And then there are measures for which any claim of benefit is dubious, at best.
In this category belongs two measures the Australian Government has included in its contribution to the G20 growth goal – the introduction of a $7 co-payment for GP, pathology and diagnostic imaging services, and the deregulation of university fees. (Note of disclosure: I am currently employed by the Australian Medical Association, which is campaigning against the Government’s co-payment proposal).
It is hard to see how it can be argued that either, particularly the co-payment, will enhance growth.
Both are essentially exercises in cost-shifting – removing a liability from the Commonwealth’s books and putting it on to individuals.
In the case of the co-payment, patients face an extra $7 for each visit to their GP, while doctors are set to lose $5 from each Medicare rebate and incur extra practice costs arising from increased red tape and more patient bad debts.
In the case of university fee deregulation, an increased proportion of education costs are dumped onto students as a liability against future earnings – in effect, an increase in the tax on higher education.
Leaving aside arguments about the equity or economic efficiency of these policies, the grounds on which either could be said to contribute to growth appear weak.
It has been demonstrated that cost is a consideration for some when seeking health care, so upfront charges will discourage a proportion from seeing their GP – in fact, this was one of the Government’s explicit aims when announcing the policy.
Furthermore, though some patients might be going to see their doctor for what the Government considers to be frivolous reasons, most have legitimate health concerns.
Some of these might resolve themselves. But deterring people from seeking timely care raises the risk their health will deteriorate further and their problems become more complex, raising the likelihood of more dramatic and costlier care later on. Care in hospitals in multiple more times expensive than in a family doctor’s surgery.

_Set of tasks_
[A] Name the services that the $7 co-payment would cover, according to the text on the Australian Government's G20 growth measures.
[B] Extend the text on the Australian Government's co-payment and university fee measures beyond its final sentence.

_Records_

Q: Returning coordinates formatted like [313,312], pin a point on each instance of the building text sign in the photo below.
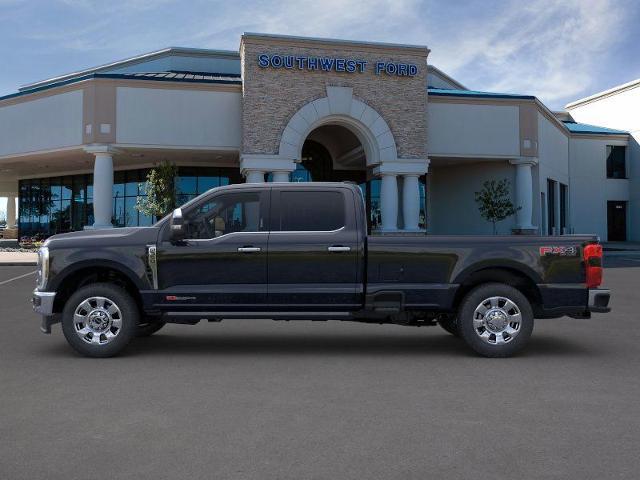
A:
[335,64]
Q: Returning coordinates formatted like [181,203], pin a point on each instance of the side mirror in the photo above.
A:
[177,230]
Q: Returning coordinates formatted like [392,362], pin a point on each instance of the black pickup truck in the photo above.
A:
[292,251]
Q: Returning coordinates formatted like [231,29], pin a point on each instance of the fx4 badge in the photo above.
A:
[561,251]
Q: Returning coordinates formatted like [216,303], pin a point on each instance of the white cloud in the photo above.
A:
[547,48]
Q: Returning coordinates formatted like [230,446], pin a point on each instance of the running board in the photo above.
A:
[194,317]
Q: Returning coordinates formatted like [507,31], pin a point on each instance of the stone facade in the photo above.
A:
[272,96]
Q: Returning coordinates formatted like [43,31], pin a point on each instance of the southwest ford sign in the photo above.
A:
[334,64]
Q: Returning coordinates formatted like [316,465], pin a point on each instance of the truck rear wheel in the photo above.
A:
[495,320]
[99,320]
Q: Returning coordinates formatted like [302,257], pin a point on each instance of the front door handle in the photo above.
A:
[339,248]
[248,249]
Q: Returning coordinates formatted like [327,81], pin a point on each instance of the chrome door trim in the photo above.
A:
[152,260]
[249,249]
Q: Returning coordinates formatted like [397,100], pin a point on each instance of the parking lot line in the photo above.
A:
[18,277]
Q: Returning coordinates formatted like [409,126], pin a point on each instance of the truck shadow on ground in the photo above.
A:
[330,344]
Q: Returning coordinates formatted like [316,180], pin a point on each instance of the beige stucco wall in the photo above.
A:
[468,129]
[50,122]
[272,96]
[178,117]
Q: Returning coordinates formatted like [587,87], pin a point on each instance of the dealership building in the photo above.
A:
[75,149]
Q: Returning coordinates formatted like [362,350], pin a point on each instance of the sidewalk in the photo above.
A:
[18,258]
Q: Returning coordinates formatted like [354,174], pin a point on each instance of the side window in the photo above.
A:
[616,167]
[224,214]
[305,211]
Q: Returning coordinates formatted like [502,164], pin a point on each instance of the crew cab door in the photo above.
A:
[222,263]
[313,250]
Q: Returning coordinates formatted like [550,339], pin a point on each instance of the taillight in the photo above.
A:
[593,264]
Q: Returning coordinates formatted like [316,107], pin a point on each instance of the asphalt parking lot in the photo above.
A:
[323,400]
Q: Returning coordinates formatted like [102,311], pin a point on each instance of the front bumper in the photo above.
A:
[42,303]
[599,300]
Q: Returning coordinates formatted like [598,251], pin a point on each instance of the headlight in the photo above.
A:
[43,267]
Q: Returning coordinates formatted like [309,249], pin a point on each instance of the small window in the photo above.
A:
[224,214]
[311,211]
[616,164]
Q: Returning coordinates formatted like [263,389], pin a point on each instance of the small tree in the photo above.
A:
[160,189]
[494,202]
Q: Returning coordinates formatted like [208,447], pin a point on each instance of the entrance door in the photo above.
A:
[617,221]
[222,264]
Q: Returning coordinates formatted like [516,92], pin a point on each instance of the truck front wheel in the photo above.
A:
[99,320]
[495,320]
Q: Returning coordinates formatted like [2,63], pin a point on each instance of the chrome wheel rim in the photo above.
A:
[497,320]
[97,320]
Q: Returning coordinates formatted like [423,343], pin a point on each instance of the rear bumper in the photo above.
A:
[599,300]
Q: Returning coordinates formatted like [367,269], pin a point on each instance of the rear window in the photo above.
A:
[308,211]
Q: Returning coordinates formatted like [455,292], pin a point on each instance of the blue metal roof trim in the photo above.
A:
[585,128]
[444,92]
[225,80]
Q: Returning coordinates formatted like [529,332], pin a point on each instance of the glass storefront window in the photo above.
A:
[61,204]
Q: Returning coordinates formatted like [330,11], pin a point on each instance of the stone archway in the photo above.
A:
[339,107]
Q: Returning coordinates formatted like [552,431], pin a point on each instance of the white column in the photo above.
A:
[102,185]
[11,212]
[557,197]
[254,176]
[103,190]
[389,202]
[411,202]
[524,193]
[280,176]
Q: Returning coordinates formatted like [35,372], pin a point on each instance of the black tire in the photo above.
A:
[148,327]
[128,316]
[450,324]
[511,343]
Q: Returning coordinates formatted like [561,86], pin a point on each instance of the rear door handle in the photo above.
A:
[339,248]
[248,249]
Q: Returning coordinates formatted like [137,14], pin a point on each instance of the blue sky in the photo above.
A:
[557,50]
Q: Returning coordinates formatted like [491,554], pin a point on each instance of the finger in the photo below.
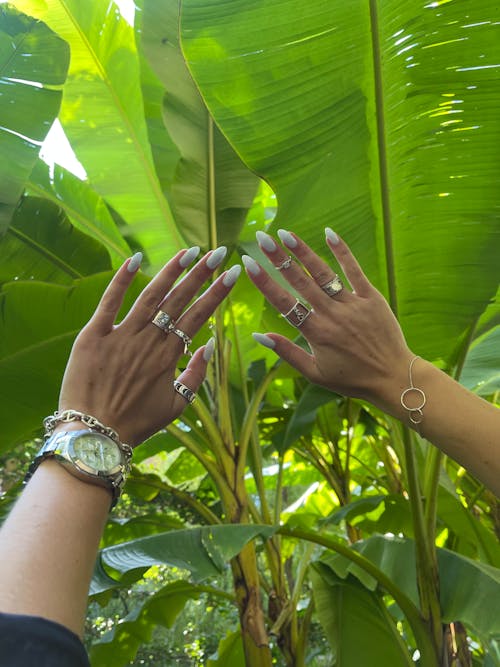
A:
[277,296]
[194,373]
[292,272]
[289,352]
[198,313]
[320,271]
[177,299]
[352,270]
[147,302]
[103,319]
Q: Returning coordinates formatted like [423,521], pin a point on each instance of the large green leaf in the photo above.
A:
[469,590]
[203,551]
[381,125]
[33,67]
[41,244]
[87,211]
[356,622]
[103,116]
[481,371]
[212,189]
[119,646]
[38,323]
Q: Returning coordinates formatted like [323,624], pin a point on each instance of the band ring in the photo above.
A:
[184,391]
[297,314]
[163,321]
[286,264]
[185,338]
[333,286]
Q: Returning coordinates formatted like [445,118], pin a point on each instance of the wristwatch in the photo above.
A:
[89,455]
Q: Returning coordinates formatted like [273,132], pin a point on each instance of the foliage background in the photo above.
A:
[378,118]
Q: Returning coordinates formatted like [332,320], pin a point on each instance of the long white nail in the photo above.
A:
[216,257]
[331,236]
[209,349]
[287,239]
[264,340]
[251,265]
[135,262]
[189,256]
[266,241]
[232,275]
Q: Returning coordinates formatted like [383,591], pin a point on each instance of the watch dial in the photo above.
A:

_Answers per task_
[A] GP services, pathology services, and diagnostic imaging services.

[B]
Regarding university fees, it defies all that we know about price signals and human behaviour to suggest that ratcheting up university course fees will have no effect on demand.
Sure, university degrees are a sound investment in enhanced future earning capacity, so the incentive for individuals to incur larger debts for the lifelong advantage a degree confers is strong.
But as the cost of education goes up and wages growth slows, the cost-benefit equation because more finely balanced, and the weight given to other options increases – particularly from the viewpoint of someone with limited financial resources.
The Government argues that students won’t be required to begin repaying their debts until they start earning reasonable money, so any deterrence is overstated.
But even if higher fees don’t discourage many, the debts students will carry through much of their adulthood will have other significant economy-wide effects, including delaying the age at which they might begin a family or buy a house. These are major drivers of consumer spending, and by delaying or diminishing these activities, university fee deregulation will help undermine the strength of a major component of growth.
(The policy is also likely to turbocharge the brain drain, and heavily-indebted graduates increasingly look for better-paid opportunities offshore).
Prime Minister Tony Abbott said the fact that the OECD and the IMF will audit the progress of G20 countries in fulfilling their growth commitments will provide robust reassurance that the growth goal will be met.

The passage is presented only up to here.